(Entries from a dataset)
· · · · · · ·

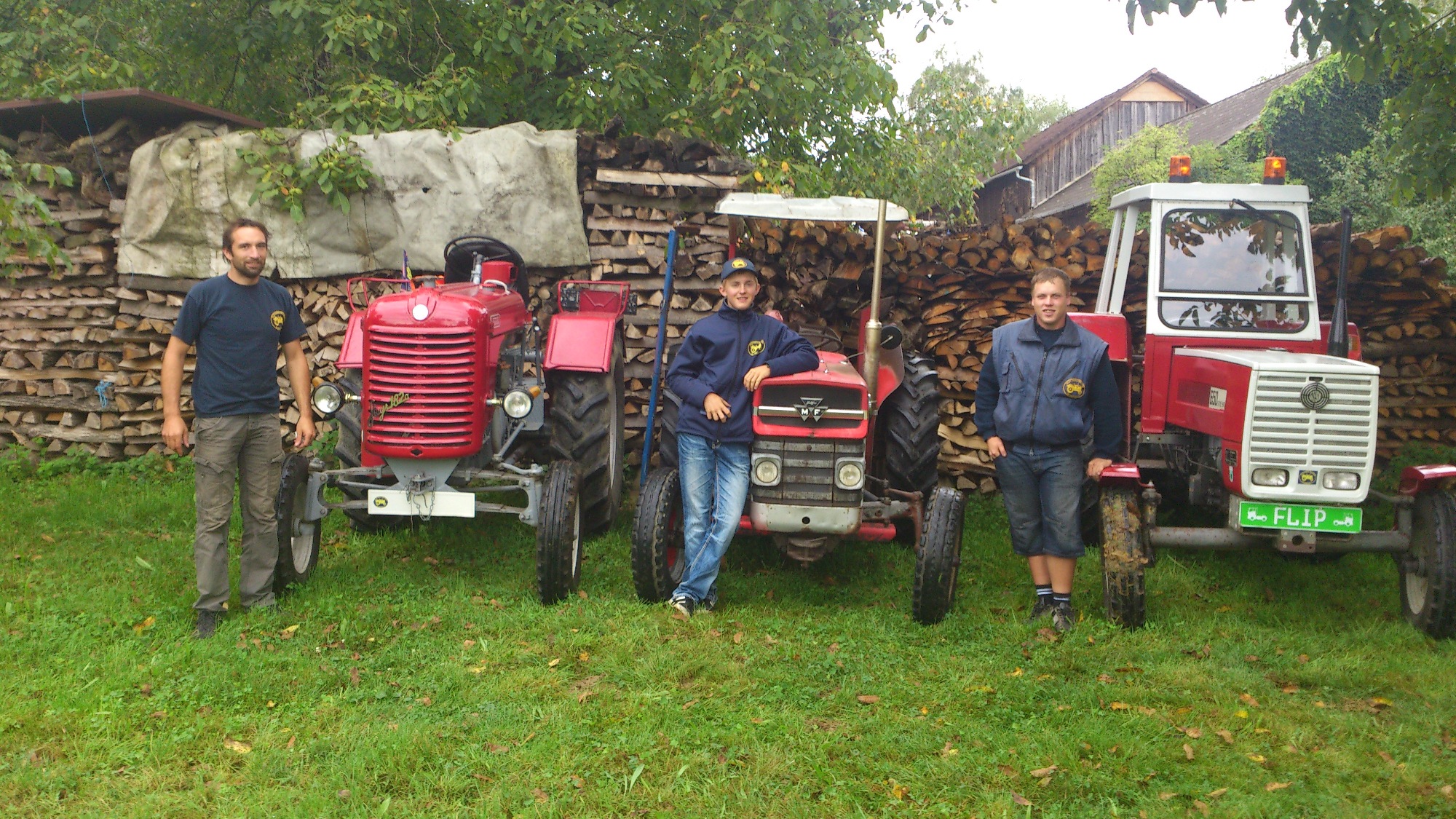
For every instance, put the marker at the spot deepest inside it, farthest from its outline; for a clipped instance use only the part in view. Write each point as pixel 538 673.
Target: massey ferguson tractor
pixel 454 405
pixel 847 451
pixel 1250 404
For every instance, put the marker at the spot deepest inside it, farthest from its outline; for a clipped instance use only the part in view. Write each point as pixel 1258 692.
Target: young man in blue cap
pixel 723 360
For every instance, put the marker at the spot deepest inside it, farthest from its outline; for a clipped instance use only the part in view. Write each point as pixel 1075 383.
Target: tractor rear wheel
pixel 1123 560
pixel 657 538
pixel 1429 570
pixel 298 539
pixel 938 561
pixel 587 419
pixel 558 534
pixel 349 448
pixel 912 429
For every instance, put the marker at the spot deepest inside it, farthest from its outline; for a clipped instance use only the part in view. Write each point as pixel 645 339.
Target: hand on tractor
pixel 995 446
pixel 756 376
pixel 305 433
pixel 174 433
pixel 716 408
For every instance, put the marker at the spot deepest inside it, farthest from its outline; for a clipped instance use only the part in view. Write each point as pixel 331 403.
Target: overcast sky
pixel 1081 50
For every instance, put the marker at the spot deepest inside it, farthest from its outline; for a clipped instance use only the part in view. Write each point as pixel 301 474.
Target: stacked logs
pixel 65 373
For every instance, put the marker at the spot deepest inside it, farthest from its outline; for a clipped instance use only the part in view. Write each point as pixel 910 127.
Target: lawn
pixel 417 676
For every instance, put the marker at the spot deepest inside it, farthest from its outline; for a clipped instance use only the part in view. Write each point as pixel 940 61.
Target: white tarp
pixel 513 183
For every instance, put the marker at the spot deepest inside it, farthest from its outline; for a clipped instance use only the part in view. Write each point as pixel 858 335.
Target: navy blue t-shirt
pixel 238 330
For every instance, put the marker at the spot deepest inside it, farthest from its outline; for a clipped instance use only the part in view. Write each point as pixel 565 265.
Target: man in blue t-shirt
pixel 238 323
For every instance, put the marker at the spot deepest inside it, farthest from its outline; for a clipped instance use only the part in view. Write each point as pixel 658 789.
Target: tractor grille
pixel 439 375
pixel 809 471
pixel 1286 433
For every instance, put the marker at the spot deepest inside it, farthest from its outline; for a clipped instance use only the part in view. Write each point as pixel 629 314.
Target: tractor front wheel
pixel 938 560
pixel 587 424
pixel 657 538
pixel 1123 560
pixel 558 535
pixel 1429 570
pixel 298 539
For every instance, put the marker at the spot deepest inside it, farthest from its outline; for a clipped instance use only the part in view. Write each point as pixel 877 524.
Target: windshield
pixel 1233 251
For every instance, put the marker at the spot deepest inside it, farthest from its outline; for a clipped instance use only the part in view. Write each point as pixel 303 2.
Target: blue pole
pixel 662 340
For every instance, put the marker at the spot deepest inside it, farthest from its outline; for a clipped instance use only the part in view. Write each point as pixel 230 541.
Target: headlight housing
pixel 767 470
pixel 518 404
pixel 1270 477
pixel 327 400
pixel 850 474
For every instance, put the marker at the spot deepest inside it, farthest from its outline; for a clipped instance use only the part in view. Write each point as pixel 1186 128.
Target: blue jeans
pixel 716 484
pixel 1042 488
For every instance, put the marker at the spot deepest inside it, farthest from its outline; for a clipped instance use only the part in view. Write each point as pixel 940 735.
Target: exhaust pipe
pixel 1339 323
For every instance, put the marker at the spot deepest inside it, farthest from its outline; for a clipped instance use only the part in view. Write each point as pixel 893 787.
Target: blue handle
pixel 662 339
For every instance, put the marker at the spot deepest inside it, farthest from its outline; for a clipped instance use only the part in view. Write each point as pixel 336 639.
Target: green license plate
pixel 1299 516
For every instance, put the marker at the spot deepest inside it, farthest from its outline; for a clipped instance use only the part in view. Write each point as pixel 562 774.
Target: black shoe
pixel 684 605
pixel 207 621
pixel 1064 617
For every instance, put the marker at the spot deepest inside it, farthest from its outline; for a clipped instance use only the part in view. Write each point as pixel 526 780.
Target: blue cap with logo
pixel 737 266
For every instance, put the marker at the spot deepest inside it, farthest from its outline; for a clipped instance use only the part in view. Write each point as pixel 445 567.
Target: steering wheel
pixel 462 251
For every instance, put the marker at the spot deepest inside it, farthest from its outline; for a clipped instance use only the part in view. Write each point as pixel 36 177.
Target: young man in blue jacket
pixel 723 360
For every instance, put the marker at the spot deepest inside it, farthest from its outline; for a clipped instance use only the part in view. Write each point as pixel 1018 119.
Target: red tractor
pixel 455 404
pixel 1250 404
pixel 847 451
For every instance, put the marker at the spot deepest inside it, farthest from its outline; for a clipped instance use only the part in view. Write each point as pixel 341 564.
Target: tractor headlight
pixel 1269 477
pixel 327 400
pixel 518 404
pixel 767 470
pixel 850 474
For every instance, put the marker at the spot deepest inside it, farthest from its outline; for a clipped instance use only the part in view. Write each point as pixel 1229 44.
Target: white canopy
pixel 832 209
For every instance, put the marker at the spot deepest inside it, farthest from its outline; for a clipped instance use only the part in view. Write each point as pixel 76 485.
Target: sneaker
pixel 1040 609
pixel 1064 617
pixel 684 605
pixel 207 622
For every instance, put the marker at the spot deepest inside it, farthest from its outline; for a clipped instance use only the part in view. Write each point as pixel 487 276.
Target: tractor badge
pixel 810 408
pixel 1315 395
pixel 381 410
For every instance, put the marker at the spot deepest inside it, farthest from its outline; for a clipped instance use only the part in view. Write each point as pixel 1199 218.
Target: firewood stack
pixel 66 376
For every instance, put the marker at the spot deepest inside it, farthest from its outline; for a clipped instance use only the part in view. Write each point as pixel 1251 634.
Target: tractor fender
pixel 1415 480
pixel 582 343
pixel 1122 475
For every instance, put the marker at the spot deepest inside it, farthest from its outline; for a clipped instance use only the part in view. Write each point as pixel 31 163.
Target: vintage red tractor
pixel 1250 404
pixel 847 451
pixel 454 404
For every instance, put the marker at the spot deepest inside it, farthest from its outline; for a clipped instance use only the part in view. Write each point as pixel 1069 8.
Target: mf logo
pixel 810 408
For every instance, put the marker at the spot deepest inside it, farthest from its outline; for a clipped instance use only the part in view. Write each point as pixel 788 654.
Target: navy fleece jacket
pixel 717 353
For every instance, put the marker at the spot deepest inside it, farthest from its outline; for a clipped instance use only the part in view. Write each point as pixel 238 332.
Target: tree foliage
pixel 1410 40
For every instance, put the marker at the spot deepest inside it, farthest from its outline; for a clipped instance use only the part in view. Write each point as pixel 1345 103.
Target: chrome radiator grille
pixel 1286 433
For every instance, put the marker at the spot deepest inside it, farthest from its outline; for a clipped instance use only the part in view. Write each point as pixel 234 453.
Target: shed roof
pixel 149 108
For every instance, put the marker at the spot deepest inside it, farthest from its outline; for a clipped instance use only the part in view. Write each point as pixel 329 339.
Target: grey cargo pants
pixel 231 449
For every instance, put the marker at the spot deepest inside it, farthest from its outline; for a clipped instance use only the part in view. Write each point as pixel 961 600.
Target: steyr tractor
pixel 1250 404
pixel 452 405
pixel 847 451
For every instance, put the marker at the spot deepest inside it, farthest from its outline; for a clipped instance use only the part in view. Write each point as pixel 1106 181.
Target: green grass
pixel 423 679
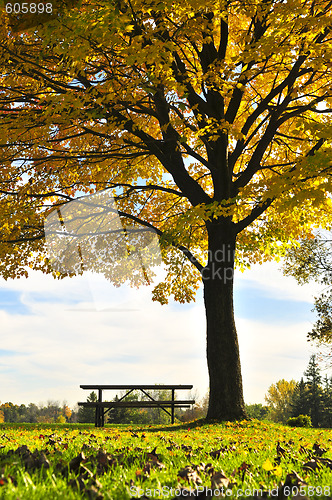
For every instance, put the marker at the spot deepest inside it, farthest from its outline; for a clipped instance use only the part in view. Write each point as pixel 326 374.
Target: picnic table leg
pixel 100 409
pixel 173 398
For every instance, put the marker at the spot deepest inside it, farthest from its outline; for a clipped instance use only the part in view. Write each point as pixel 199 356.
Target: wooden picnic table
pixel 102 407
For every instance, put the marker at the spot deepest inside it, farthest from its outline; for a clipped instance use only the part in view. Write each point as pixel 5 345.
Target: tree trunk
pixel 223 357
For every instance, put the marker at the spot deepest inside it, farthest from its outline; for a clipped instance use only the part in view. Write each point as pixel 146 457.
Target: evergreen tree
pixel 300 404
pixel 327 403
pixel 314 390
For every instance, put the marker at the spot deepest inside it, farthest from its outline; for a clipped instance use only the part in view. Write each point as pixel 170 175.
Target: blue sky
pixel 56 335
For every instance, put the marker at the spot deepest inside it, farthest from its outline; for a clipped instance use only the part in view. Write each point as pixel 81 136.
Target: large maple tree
pixel 208 122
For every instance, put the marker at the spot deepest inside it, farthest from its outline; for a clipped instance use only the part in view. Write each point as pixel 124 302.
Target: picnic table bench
pixel 102 407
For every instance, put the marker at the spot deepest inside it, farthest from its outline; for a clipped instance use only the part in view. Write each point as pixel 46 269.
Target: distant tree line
pixel 311 396
pixel 52 412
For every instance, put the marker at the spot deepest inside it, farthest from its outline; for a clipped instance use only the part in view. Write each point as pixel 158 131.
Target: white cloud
pixel 66 342
pixel 269 277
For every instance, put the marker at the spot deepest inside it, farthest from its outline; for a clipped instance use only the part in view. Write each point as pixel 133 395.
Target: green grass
pixel 119 462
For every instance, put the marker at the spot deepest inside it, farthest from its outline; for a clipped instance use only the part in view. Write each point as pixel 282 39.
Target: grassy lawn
pixel 234 460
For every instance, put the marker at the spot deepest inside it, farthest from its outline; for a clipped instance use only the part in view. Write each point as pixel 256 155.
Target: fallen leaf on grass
pixel 219 481
pixel 318 450
pixel 189 474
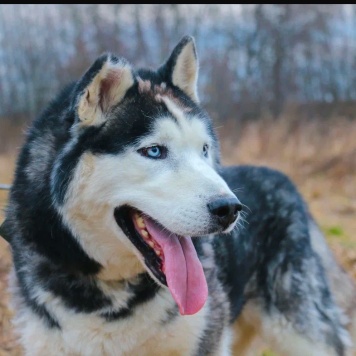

· · · · · · ·

#### What you have to do:
Update the records from the line with "pixel 1018 119." to the line with "pixel 66 376" by replacing "sneaker" with "running shoe", leaving everything else unchanged. Output only those lines.

#### Output of the task:
For every instance, put the marker at the spot deepest inside it, farthest from its outline; for a clipped instance use only the part in view. Write each point as pixel 1018 119.
Target: red tractor
pixel 455 404
pixel 1250 404
pixel 847 451
For every instance, put the marker at the spot deepest inside it, farthest from its outline; for a clipped instance use only the part in view. Write each point as pixel 341 564.
Target: tractor headlight
pixel 1269 477
pixel 327 400
pixel 518 404
pixel 767 470
pixel 850 474
For every instance, put the marker at the spot deepest inside it, farthest from its outline; for a clipped instance use only the part in view. Write each point as pixel 1229 44.
Target: white canopy
pixel 832 209
For every instance, put the marker at the spot deepest inside it, farthest from its outline; for a clipped instance use only the part in view. Write each point as pixel 76 485.
Target: running shoe
pixel 1040 609
pixel 1064 617
pixel 684 605
pixel 207 622
For every instance, put the marker at the spot deepest inside it, farthest from its outline; for a clipped instance use only the part in view. Write each point as pixel 487 276.
Target: tractor badge
pixel 810 408
pixel 1315 395
pixel 381 410
For every instance, put the marker at the spot deepest inside it, farthest from its outline; for a clipped instance use only the part in view. Write each point as pixel 1199 218.
Target: firewood stack
pixel 66 376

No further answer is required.